→ Task brief
Return the exact lines spanning from the line with "For every instance of the forested" through the last line of the entries, boundaries included, and no others.

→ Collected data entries
───

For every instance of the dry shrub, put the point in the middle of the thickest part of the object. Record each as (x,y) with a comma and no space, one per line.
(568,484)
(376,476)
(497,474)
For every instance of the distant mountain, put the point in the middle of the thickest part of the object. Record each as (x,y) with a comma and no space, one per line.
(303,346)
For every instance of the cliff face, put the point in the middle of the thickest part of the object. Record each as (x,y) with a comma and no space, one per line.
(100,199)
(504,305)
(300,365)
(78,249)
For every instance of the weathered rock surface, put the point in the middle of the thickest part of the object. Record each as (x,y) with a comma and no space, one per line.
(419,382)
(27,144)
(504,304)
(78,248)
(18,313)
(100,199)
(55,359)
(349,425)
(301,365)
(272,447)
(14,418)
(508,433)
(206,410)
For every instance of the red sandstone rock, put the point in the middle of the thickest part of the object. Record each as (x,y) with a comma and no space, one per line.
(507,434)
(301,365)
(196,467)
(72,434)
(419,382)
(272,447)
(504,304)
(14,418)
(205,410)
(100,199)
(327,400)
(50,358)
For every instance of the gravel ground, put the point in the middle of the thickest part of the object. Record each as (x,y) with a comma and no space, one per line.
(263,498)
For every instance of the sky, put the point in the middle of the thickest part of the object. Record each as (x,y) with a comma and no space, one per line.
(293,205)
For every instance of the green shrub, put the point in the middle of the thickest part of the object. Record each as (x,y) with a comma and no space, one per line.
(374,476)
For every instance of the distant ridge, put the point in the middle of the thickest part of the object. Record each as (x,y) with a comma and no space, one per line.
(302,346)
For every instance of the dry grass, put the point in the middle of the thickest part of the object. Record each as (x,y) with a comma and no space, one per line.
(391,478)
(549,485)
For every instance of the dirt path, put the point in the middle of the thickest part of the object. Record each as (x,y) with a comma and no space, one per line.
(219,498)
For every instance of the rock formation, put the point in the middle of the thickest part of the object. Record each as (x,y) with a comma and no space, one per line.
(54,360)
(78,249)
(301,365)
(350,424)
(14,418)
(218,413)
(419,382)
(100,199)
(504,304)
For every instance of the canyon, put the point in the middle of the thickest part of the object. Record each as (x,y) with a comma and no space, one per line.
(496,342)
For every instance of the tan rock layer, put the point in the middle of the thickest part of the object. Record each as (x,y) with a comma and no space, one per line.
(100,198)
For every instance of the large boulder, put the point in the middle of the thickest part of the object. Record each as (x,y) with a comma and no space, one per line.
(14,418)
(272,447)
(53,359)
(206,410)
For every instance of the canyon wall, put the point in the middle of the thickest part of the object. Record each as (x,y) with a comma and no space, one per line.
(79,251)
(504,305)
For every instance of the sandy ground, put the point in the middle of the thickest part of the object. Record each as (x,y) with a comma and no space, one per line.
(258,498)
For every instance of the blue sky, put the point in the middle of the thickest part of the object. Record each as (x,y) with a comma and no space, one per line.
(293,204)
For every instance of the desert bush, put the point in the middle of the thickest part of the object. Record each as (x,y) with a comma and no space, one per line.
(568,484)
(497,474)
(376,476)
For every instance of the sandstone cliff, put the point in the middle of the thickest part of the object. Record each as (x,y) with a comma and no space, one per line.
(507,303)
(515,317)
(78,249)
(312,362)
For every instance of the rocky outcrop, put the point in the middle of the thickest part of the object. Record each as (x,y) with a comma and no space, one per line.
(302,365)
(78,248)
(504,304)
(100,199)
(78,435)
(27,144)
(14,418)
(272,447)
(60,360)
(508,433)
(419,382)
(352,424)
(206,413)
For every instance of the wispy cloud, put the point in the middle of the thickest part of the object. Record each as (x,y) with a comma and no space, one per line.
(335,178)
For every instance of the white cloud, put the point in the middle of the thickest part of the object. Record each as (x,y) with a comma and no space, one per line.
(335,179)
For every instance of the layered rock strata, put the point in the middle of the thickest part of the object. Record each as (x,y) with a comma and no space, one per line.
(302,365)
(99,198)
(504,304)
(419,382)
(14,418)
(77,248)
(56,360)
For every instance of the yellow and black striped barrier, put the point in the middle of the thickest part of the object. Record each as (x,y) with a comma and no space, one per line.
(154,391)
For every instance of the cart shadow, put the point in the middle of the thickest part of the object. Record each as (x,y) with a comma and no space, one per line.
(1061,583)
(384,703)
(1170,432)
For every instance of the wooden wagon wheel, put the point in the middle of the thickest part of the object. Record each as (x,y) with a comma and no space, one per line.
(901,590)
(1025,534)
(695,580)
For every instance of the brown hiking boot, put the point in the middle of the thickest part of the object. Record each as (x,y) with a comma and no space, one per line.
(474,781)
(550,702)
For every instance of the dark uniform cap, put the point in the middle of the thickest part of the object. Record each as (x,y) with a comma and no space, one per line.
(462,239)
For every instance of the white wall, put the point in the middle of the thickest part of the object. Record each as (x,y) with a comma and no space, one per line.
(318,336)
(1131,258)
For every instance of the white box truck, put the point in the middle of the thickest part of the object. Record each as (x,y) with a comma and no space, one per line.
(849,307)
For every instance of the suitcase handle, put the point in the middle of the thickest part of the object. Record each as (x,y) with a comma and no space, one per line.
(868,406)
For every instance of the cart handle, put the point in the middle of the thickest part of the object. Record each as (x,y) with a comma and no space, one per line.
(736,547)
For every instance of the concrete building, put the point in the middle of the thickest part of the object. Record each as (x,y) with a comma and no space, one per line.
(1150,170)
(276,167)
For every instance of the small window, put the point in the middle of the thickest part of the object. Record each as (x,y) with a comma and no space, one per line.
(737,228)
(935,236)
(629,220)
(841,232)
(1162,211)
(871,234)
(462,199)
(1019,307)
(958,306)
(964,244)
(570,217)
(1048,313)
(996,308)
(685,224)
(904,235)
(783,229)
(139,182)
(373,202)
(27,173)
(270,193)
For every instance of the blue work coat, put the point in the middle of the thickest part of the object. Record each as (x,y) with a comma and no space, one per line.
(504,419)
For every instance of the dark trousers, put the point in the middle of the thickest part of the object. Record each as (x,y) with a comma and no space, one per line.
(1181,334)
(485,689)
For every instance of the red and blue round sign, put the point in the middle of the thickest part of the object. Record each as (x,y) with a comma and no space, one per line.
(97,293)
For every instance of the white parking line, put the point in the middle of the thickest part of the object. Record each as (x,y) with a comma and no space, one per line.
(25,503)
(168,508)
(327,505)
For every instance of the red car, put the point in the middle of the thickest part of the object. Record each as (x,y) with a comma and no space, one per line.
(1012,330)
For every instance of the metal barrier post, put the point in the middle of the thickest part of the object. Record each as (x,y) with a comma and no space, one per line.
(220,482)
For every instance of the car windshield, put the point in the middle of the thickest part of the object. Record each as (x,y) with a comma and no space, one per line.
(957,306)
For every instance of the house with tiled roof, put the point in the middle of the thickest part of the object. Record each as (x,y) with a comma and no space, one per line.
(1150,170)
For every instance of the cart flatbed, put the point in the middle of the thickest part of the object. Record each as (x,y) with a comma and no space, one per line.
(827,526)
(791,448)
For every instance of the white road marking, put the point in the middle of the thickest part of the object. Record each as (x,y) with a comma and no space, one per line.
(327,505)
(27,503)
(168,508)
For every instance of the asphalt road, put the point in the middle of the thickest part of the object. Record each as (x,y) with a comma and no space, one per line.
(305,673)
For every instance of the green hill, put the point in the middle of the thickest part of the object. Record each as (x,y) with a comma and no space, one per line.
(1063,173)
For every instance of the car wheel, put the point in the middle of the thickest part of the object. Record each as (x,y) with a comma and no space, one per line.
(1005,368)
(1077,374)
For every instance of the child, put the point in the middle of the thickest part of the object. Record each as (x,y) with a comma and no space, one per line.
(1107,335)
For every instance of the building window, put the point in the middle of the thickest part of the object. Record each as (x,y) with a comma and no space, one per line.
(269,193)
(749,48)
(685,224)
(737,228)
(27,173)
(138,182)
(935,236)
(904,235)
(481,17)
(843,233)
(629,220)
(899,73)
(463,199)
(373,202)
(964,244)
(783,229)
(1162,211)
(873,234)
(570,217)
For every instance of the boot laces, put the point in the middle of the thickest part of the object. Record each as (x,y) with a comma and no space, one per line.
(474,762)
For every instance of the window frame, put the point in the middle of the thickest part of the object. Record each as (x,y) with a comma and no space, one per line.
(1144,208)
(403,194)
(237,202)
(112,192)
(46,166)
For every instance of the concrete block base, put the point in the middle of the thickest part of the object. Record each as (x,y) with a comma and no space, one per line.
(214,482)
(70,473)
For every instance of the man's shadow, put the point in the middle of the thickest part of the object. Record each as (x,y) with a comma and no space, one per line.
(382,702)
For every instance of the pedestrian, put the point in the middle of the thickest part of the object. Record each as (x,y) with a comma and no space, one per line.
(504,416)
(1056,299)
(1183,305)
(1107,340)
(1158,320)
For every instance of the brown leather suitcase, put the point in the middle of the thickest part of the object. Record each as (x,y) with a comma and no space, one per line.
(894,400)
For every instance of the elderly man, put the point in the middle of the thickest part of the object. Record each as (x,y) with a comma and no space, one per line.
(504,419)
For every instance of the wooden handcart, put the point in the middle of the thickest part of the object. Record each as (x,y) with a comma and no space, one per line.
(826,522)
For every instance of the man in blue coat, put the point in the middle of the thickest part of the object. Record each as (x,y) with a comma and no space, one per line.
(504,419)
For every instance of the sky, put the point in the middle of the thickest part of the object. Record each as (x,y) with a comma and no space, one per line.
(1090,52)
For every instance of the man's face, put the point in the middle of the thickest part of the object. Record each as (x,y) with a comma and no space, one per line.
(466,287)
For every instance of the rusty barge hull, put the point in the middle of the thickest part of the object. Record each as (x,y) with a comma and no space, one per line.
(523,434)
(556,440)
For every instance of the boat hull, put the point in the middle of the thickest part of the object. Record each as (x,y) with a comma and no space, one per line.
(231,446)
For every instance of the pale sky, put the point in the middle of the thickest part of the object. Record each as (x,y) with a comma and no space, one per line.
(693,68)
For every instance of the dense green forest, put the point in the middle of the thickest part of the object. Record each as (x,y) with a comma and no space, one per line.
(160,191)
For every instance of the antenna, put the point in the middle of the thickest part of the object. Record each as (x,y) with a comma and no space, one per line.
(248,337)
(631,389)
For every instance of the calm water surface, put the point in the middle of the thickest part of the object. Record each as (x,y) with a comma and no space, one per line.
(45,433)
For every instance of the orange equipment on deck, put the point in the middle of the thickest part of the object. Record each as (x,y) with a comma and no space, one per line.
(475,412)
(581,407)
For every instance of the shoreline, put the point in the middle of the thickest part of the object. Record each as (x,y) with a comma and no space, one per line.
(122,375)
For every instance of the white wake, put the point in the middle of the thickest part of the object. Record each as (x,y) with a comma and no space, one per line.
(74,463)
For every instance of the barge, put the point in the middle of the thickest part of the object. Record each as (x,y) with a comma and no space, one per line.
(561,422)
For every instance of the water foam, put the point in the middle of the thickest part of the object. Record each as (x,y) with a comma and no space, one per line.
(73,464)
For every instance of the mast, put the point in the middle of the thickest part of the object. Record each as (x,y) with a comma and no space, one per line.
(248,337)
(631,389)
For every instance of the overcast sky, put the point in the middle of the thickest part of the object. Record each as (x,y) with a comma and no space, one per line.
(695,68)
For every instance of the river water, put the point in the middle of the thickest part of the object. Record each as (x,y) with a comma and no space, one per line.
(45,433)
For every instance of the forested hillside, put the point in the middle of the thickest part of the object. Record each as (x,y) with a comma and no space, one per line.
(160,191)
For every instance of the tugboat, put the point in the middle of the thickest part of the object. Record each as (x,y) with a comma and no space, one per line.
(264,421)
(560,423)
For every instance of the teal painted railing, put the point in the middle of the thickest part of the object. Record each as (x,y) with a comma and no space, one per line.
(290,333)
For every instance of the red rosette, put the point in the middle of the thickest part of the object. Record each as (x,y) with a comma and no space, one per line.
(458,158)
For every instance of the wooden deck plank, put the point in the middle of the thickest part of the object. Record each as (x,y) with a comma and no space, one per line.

───

→ Completed exercise
For every instance of the forested hillside, put the point in the middle of the thickest part of the object. Record each as (x,y) with a comma and no space, one per line.
(160,191)
For every instance of the tugboat, put the point in the middle of the thickest part of the object. Record each as (x,y) with a comma and no space, one per line.
(264,421)
(560,423)
For every instance of the teal painted railing, put the point in the middle of the thickest part of the object. Record each as (x,y) with a comma and no space, one per line.
(290,333)
For every instance of the red rosette, put the point in the middle of the thickest part of the object. Record each as (x,y) with a comma and no space, one per line.
(458,158)
For every instance of the wooden deck plank, put the point in the middle of the thickest part of the object. Record each as (x,y) with a comma and no space, one per line.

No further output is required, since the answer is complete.